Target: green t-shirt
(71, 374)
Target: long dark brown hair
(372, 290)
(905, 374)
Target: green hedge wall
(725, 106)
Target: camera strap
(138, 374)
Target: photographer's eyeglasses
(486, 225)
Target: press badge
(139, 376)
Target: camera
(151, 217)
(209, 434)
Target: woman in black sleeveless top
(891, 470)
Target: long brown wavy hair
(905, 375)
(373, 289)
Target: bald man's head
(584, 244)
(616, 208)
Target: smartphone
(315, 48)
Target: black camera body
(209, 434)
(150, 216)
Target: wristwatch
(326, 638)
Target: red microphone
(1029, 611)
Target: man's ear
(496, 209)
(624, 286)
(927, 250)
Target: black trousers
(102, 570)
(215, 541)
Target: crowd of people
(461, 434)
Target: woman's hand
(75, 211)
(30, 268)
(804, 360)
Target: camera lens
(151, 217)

### Problem to work on
Would you restate the material above word for word?

### Expected answer
Target: green t-shirt
(71, 374)
Target: long dark brown hair
(372, 290)
(905, 374)
Target: green hedge wall
(725, 106)
Target: camera strap
(138, 374)
Target: photographer's eyeglasses
(486, 225)
Target: press badge
(139, 376)
Target: camera
(151, 217)
(209, 434)
Target: woman in black sleeveless top
(891, 470)
Target: long brown wavy hair
(905, 375)
(373, 289)
Target: bald man's head
(584, 244)
(616, 208)
Target: smartphone
(315, 48)
Target: black camera body
(209, 434)
(150, 216)
Target: wristwatch
(326, 638)
Target: red microphone
(1029, 611)
Target: man's ear
(496, 209)
(624, 286)
(927, 250)
Target: black trousers
(102, 570)
(215, 541)
Target: crowd of people
(461, 434)
Target: woman's hand
(75, 211)
(30, 268)
(804, 360)
Target: camera lens
(151, 217)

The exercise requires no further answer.